══ ENTRIES SUPPLIED

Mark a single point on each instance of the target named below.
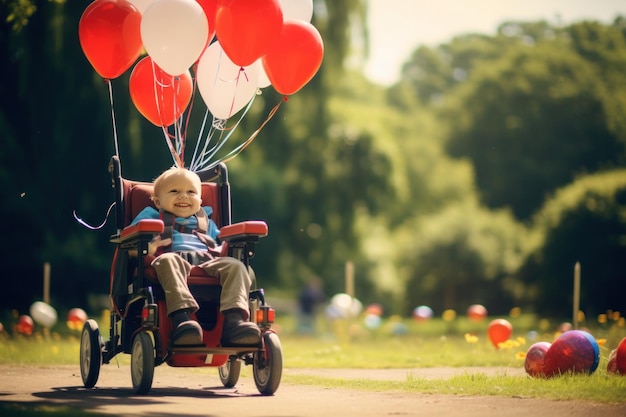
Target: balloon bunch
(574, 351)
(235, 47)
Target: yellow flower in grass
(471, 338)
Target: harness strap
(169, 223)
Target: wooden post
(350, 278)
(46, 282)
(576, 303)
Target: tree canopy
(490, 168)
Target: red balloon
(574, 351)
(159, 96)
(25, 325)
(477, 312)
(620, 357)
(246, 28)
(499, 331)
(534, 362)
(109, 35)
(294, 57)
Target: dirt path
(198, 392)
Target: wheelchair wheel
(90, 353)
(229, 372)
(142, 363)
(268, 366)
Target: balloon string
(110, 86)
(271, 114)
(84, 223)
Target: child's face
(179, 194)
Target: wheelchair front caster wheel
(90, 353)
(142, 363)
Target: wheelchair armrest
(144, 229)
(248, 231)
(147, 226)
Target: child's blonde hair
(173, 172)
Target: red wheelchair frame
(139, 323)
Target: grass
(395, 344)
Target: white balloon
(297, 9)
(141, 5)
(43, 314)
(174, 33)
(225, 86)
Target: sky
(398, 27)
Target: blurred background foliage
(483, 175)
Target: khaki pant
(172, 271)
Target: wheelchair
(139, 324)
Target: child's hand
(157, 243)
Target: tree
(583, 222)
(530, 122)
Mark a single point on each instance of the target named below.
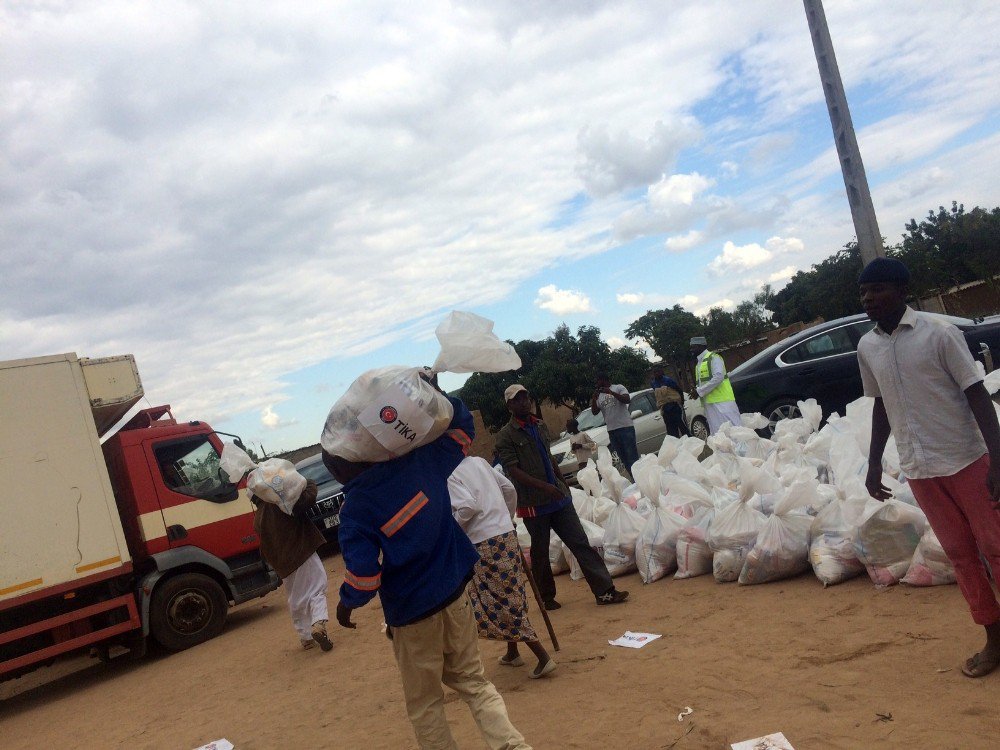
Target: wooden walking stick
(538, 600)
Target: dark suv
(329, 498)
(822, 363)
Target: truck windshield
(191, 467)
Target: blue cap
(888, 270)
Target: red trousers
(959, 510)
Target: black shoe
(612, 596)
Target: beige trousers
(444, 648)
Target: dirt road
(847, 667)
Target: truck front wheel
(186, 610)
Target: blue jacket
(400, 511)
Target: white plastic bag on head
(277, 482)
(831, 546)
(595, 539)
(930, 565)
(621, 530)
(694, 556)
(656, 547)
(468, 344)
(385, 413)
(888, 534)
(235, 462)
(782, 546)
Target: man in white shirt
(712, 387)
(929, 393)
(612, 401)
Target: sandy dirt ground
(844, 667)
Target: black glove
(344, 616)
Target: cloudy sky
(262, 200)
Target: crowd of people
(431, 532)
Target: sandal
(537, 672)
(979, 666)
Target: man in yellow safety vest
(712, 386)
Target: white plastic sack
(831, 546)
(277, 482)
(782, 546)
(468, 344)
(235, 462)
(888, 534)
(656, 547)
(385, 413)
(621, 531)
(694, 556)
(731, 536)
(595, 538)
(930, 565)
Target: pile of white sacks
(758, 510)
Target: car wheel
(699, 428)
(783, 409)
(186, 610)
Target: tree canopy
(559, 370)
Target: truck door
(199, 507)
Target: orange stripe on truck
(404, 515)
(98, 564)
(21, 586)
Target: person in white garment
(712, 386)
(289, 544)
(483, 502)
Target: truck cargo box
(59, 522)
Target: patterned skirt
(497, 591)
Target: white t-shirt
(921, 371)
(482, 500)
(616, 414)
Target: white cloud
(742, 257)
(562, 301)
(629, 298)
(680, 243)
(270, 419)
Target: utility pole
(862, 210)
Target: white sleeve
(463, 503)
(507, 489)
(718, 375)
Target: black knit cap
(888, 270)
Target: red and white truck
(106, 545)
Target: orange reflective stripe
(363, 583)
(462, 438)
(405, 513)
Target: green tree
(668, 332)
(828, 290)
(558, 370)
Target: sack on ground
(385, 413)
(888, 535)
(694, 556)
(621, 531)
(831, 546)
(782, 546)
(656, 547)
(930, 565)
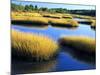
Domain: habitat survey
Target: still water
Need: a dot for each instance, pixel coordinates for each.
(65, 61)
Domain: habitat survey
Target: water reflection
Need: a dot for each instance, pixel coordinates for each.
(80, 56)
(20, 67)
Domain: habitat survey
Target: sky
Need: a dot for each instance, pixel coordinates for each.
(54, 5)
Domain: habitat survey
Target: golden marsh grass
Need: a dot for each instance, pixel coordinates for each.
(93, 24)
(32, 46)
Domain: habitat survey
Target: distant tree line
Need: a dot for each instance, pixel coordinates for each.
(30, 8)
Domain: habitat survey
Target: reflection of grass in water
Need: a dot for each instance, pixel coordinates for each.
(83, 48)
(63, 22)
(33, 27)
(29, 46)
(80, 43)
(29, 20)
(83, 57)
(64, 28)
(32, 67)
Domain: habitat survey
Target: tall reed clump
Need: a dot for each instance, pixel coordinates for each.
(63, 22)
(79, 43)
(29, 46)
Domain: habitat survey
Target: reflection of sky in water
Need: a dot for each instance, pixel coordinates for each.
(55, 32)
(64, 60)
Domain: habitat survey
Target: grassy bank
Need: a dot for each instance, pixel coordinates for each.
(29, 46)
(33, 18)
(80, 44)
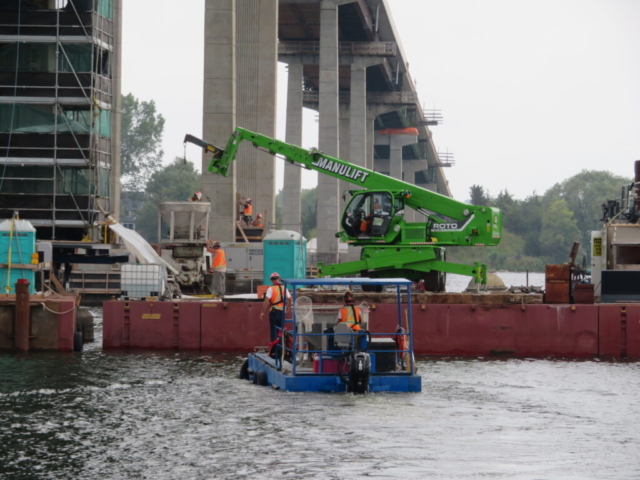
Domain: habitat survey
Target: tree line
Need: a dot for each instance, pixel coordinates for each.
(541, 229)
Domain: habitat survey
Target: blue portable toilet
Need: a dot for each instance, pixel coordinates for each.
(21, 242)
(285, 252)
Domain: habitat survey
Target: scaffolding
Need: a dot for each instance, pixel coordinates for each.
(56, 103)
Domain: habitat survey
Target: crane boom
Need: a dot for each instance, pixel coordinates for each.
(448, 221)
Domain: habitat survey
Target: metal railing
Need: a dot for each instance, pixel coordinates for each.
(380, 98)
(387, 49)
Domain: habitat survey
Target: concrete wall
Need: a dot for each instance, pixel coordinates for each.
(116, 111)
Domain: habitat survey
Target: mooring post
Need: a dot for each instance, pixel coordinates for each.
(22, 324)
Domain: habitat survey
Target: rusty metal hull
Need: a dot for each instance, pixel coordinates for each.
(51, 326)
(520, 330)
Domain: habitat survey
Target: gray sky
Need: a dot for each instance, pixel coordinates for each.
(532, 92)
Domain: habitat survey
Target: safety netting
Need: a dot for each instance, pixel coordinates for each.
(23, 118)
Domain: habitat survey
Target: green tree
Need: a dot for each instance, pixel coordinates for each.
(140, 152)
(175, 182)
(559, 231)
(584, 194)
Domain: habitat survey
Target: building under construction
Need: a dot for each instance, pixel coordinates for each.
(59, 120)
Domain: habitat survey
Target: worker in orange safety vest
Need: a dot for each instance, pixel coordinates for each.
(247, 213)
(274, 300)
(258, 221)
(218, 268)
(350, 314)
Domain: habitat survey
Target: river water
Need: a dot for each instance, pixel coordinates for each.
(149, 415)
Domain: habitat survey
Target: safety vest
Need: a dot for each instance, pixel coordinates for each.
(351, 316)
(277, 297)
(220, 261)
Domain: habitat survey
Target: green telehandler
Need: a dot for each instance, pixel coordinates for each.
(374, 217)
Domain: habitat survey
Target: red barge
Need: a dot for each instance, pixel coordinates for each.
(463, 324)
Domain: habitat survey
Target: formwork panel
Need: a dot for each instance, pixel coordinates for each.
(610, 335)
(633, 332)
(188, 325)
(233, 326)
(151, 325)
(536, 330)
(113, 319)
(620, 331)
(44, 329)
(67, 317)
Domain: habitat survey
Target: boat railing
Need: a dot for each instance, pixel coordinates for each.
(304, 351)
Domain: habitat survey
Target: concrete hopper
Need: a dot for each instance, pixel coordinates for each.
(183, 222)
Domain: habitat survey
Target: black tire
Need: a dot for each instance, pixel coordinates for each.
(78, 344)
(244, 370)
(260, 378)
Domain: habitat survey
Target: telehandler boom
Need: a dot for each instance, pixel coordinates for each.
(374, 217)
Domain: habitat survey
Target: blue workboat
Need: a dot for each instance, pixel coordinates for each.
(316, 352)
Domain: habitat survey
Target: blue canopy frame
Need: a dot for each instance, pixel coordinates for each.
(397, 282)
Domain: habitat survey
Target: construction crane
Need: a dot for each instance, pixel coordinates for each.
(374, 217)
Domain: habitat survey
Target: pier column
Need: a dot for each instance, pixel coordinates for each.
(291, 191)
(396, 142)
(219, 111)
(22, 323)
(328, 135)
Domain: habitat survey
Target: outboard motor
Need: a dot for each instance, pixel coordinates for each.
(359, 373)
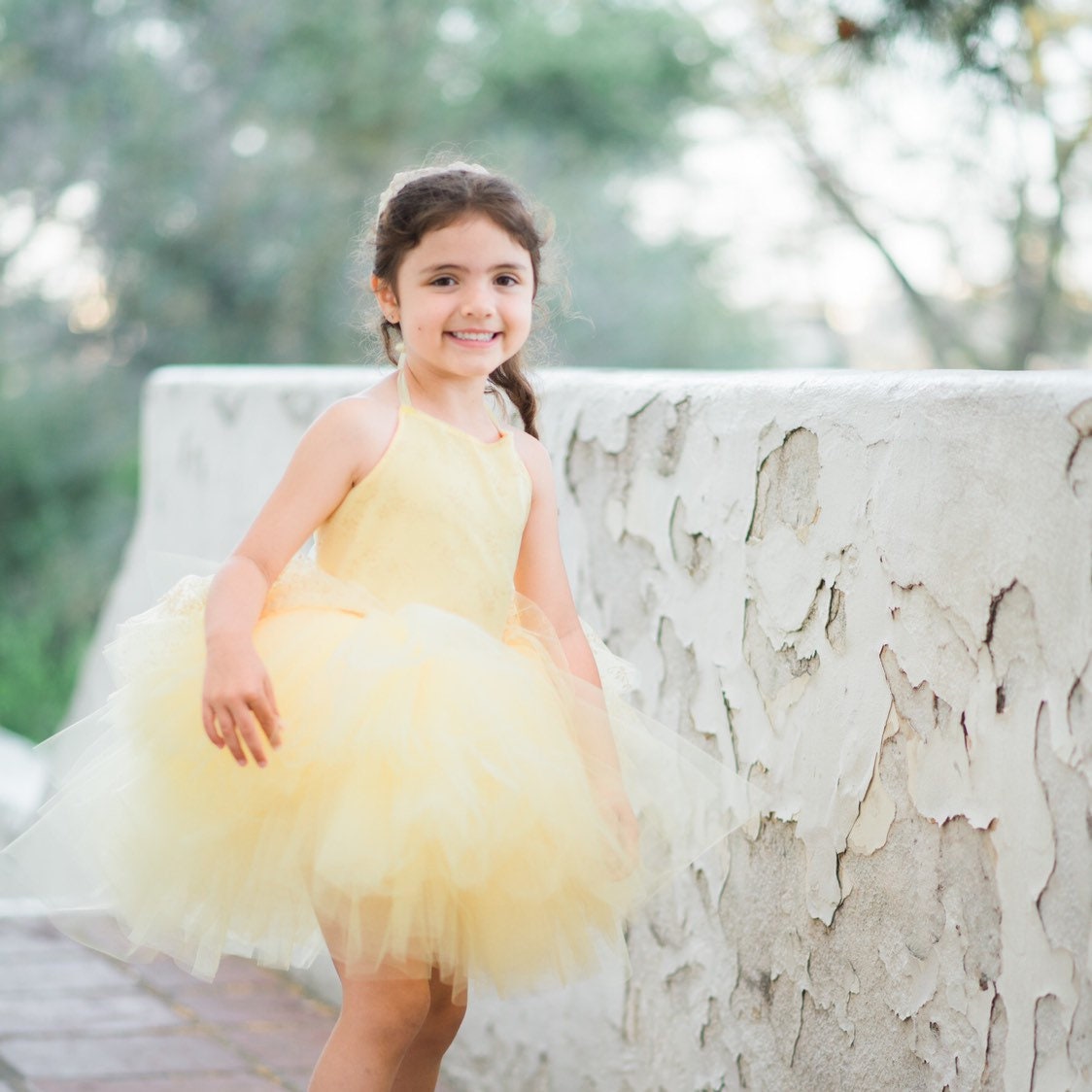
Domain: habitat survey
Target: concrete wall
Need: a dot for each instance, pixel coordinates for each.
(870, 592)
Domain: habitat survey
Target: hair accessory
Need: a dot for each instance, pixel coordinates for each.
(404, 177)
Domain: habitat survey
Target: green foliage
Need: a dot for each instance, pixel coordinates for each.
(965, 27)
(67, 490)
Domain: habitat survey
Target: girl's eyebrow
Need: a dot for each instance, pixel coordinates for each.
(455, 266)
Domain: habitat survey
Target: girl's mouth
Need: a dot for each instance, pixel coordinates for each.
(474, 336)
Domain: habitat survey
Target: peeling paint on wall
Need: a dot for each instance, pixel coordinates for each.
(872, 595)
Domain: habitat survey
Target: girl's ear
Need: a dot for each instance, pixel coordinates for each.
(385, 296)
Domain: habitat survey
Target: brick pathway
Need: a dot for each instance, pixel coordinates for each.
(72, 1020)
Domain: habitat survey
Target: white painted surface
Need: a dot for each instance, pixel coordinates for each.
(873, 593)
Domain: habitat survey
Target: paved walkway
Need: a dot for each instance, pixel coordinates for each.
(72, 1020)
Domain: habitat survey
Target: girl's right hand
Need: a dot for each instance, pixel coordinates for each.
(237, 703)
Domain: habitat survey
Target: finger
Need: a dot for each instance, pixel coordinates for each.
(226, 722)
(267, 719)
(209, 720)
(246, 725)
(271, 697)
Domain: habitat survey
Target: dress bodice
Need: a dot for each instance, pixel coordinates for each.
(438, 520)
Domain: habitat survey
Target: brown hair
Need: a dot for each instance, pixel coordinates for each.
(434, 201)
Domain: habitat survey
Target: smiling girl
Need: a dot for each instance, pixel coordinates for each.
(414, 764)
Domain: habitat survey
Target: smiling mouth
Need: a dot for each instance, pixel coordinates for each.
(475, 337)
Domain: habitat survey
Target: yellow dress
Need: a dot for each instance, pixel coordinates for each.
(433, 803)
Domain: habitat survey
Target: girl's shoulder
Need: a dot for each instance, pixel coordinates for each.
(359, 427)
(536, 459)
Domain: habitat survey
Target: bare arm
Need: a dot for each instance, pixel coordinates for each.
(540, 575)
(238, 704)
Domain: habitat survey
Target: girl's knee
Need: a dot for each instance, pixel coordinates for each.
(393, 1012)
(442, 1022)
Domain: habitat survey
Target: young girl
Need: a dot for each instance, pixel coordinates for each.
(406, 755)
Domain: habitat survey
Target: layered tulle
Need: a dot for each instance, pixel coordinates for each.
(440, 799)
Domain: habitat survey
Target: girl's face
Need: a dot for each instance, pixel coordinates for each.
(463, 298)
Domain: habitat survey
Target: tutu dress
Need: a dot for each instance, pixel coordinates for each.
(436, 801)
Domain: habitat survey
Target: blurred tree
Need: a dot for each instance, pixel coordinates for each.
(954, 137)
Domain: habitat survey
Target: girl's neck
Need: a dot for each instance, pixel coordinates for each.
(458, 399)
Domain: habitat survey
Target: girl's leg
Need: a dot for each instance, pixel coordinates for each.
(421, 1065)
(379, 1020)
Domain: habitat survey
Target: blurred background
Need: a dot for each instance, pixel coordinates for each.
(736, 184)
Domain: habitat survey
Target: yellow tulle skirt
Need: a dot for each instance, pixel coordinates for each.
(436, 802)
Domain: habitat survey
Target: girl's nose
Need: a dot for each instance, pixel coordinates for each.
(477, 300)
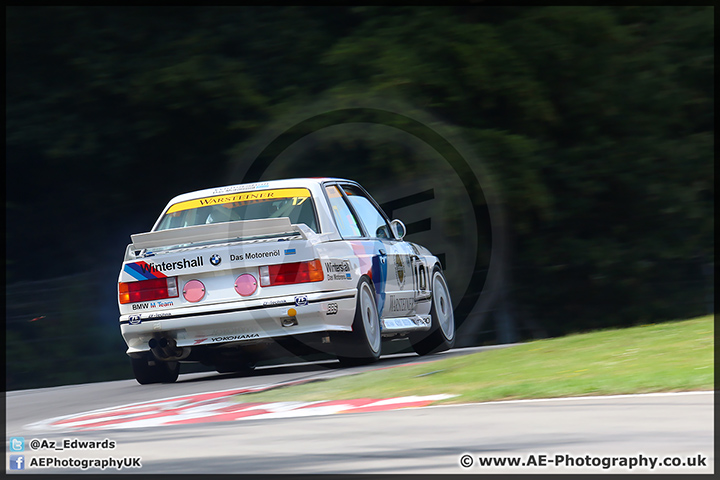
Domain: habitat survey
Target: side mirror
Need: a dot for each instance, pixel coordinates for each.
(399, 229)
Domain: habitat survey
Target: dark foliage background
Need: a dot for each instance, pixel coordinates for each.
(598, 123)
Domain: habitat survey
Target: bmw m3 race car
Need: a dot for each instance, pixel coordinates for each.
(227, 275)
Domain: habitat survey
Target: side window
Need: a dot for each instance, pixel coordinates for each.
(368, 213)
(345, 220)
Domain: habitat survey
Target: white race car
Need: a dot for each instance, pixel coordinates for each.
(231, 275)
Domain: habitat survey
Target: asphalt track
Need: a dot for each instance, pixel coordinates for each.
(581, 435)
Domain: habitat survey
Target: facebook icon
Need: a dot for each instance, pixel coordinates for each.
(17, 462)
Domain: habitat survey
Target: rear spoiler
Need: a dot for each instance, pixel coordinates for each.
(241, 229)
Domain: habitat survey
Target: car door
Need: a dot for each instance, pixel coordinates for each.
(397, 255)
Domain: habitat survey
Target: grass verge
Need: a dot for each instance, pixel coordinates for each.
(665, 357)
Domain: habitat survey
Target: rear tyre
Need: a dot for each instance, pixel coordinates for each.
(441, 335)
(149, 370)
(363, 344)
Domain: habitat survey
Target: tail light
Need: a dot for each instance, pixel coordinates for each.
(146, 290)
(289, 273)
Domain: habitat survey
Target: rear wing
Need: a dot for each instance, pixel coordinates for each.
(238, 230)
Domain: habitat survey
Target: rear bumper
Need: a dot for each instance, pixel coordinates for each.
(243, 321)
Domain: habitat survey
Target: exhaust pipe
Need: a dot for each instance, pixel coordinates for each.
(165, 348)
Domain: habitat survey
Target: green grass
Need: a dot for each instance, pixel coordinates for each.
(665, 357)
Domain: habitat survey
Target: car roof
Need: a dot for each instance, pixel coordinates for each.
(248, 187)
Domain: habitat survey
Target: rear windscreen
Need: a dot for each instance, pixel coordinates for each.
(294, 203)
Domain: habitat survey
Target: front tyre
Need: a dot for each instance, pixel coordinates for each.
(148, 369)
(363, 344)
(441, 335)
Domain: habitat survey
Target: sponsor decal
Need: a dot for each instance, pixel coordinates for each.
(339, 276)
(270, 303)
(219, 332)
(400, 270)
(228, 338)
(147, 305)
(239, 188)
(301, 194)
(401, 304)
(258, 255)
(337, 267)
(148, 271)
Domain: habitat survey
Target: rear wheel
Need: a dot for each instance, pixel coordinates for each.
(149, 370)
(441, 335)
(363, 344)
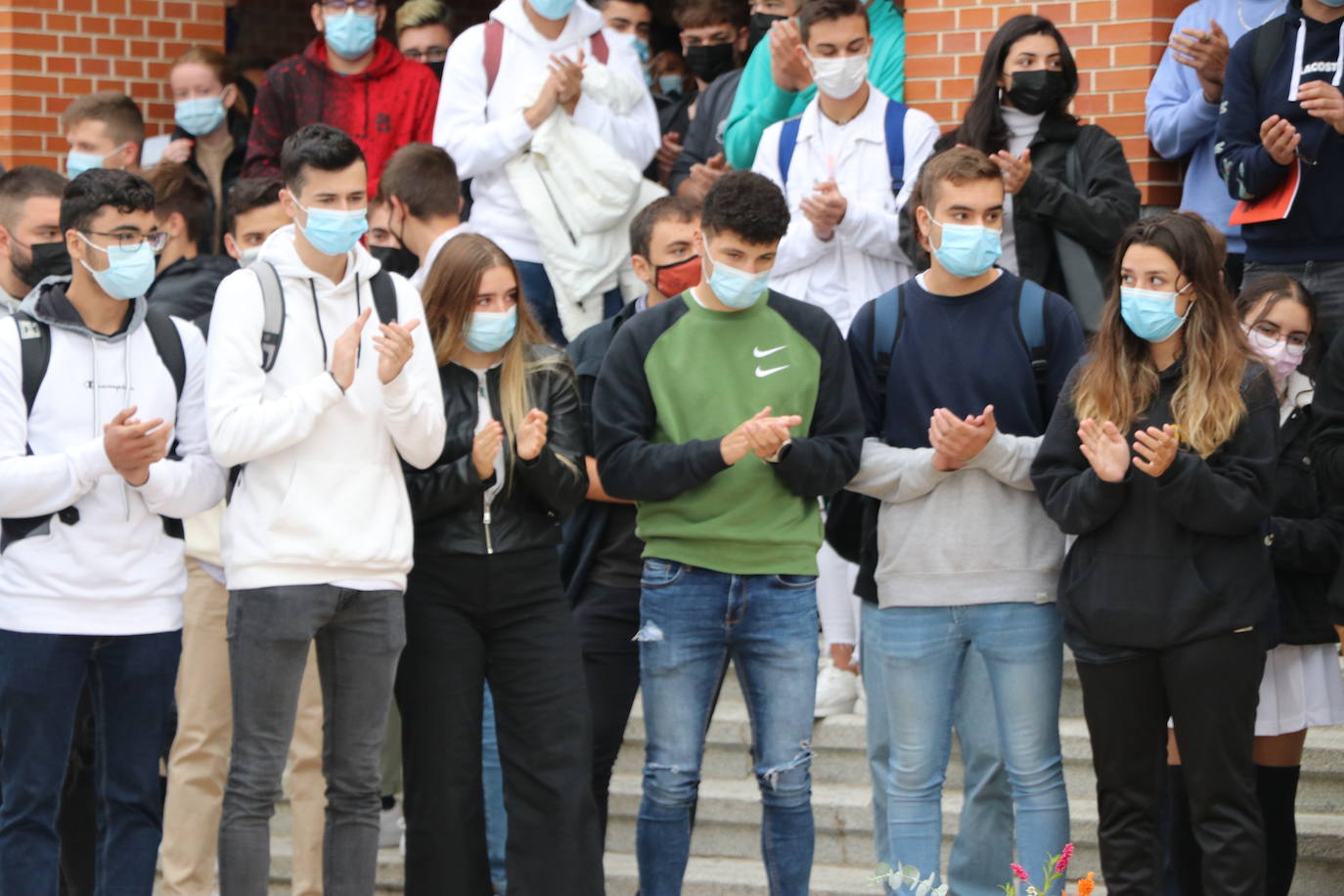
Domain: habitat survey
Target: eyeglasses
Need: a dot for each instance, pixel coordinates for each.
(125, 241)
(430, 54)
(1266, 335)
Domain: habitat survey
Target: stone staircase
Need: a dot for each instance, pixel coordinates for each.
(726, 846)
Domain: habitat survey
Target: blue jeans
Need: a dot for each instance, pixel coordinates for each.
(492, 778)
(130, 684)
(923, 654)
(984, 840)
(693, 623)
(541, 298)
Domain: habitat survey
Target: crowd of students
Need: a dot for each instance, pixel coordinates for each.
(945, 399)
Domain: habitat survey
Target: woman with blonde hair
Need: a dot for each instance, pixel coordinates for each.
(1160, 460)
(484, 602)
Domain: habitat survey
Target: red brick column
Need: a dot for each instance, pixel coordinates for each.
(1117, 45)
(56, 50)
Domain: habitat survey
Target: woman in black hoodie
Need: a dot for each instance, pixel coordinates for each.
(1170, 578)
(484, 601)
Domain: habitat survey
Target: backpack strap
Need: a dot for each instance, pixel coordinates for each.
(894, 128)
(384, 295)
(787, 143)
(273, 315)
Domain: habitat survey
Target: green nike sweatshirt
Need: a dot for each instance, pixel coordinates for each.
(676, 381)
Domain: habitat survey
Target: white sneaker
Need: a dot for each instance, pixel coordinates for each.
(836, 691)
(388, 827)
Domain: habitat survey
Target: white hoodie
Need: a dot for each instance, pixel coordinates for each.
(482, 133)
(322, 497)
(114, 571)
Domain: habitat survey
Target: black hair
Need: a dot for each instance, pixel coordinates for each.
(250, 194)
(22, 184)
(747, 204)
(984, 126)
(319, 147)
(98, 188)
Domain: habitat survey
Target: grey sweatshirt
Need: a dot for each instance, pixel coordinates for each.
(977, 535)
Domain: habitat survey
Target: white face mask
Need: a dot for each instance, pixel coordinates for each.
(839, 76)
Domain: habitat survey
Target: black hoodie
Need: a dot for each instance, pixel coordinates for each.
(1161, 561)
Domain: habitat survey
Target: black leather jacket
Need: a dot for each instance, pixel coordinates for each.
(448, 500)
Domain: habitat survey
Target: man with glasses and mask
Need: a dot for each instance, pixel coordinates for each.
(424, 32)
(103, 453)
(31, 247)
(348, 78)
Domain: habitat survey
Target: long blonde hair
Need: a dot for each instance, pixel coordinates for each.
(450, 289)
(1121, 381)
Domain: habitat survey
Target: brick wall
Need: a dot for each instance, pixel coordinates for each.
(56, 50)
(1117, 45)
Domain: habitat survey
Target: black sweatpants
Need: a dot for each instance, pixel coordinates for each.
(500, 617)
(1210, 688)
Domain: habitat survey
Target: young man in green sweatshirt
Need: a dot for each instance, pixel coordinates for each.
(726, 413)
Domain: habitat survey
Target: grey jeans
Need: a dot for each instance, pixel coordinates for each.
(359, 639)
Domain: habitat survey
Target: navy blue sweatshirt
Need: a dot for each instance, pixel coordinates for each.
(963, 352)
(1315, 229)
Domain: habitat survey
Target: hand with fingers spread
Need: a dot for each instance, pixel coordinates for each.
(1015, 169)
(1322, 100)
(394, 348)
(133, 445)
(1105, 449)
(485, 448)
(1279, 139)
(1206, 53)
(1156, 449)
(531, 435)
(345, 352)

════

» STATED PROBLEM: Pull out each line of the records that contains the string "column" and copy it in full, treating uppercase and lowercase letters as different.

» RESPONSE TO THE TASK:
Target: pier column
Target: red brick column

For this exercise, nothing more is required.